Records from a data source
┏━━

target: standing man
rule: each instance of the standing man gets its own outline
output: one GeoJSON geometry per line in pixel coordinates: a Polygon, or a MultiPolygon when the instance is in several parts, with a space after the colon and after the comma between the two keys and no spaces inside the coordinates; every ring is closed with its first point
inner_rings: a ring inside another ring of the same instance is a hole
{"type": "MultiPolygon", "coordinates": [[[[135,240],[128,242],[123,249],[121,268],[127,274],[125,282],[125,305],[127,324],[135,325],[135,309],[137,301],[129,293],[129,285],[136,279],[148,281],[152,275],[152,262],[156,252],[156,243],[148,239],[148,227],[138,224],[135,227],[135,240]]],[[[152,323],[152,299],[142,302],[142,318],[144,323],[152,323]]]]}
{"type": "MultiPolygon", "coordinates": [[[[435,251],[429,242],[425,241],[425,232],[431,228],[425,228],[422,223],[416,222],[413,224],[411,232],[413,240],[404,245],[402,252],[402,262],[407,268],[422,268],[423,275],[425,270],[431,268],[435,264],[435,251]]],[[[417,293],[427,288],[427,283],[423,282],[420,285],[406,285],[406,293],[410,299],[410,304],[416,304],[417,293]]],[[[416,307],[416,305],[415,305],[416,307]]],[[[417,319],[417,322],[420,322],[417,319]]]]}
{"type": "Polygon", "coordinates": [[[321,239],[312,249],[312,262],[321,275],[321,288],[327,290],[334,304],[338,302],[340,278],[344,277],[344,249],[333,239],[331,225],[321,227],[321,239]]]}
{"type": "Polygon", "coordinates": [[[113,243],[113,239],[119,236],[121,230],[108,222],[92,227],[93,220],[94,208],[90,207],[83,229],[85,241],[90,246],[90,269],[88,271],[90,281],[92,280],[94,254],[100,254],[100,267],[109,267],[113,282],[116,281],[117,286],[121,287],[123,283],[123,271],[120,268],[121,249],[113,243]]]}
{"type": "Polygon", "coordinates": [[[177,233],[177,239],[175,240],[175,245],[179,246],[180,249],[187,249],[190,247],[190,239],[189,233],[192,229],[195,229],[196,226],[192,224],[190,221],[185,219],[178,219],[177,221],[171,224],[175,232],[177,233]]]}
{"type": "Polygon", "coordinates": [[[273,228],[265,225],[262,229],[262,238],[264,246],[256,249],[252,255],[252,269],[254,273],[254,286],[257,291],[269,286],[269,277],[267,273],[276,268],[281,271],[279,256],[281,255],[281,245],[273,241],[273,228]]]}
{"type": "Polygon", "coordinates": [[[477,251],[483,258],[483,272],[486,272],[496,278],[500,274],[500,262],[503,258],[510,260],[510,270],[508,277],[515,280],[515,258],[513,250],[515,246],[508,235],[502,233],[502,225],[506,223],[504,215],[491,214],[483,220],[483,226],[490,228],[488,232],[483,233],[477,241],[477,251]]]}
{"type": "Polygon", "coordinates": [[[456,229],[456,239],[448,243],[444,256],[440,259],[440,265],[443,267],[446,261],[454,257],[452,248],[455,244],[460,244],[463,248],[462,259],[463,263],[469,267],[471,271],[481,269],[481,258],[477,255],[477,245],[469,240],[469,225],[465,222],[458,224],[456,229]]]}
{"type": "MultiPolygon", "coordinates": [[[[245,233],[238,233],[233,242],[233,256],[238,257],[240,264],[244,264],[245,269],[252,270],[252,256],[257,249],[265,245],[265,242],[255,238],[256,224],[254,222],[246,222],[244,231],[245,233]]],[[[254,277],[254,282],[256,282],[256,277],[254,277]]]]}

┗━━

_Task objective_
Rewrite every line of the listing above as a numbered list, leaving out any blank lines.

_Complete output_
1. target: standing man
2. rule: each instance of the standing man gets its own outline
3. output: one GeoJSON geometry per line in pixel coordinates: a Polygon, or a MultiPolygon when the instance is in several parts, with a space after the colon and after the comma between the two keys and no spaces inside the coordinates; every ring is closed with its first point
4. inner_rings: a ring inside another ring of the same instance is a hole
5. {"type": "MultiPolygon", "coordinates": [[[[135,240],[128,242],[123,249],[121,268],[127,274],[125,282],[125,305],[127,324],[135,325],[135,309],[137,301],[129,293],[129,285],[136,279],[148,281],[152,275],[152,262],[156,252],[156,243],[148,239],[148,227],[138,224],[135,227],[135,240]]],[[[152,323],[152,299],[142,302],[142,318],[144,323],[152,323]]]]}
6. {"type": "MultiPolygon", "coordinates": [[[[435,251],[429,242],[425,241],[425,232],[431,228],[425,228],[422,223],[416,222],[413,224],[411,232],[413,240],[404,245],[402,252],[402,262],[407,268],[422,268],[423,275],[425,270],[431,268],[435,264],[435,251]]],[[[417,293],[427,288],[427,283],[423,282],[420,285],[406,285],[406,293],[410,299],[410,304],[416,304],[417,293]]],[[[416,307],[416,305],[415,305],[416,307]]],[[[417,319],[417,322],[420,322],[417,319]]]]}
7. {"type": "Polygon", "coordinates": [[[321,239],[312,249],[312,262],[321,275],[321,288],[327,290],[334,304],[338,302],[340,278],[344,277],[344,249],[333,239],[331,225],[321,227],[321,239]]]}
8. {"type": "Polygon", "coordinates": [[[113,243],[113,239],[119,236],[121,230],[108,222],[92,227],[93,220],[94,208],[90,207],[83,229],[85,241],[90,246],[90,269],[88,271],[90,281],[92,280],[94,254],[100,254],[100,267],[109,267],[113,282],[116,281],[117,286],[121,287],[123,283],[123,271],[120,268],[121,249],[113,243]]]}
9. {"type": "Polygon", "coordinates": [[[177,233],[177,239],[175,240],[175,245],[179,246],[180,249],[187,249],[190,247],[190,239],[189,233],[192,229],[195,229],[196,226],[192,224],[190,221],[185,219],[178,219],[177,221],[171,224],[175,232],[177,233]]]}
10. {"type": "Polygon", "coordinates": [[[273,228],[265,225],[262,229],[262,238],[264,246],[256,249],[252,255],[252,269],[254,273],[254,286],[257,291],[269,286],[269,277],[267,273],[276,268],[281,271],[279,256],[281,255],[281,245],[273,241],[273,228]]]}
11. {"type": "Polygon", "coordinates": [[[477,251],[483,258],[483,272],[486,272],[496,278],[500,274],[500,262],[503,258],[510,260],[510,270],[508,277],[515,280],[515,258],[513,250],[515,246],[508,235],[502,233],[502,225],[506,223],[504,215],[491,214],[483,220],[483,226],[490,228],[488,232],[483,233],[477,241],[477,251]]]}
12. {"type": "Polygon", "coordinates": [[[456,229],[456,239],[448,243],[444,256],[440,259],[440,265],[443,267],[446,261],[454,257],[452,248],[455,244],[460,244],[463,248],[462,259],[463,263],[469,267],[471,271],[481,269],[481,258],[477,255],[477,245],[469,240],[469,225],[465,222],[458,224],[456,229]]]}
13. {"type": "MultiPolygon", "coordinates": [[[[245,233],[238,233],[233,242],[233,256],[238,257],[240,264],[244,264],[245,269],[252,270],[252,256],[257,249],[265,245],[265,242],[255,238],[256,224],[254,222],[246,222],[244,231],[245,233]]],[[[254,277],[254,282],[256,282],[256,277],[254,277]]]]}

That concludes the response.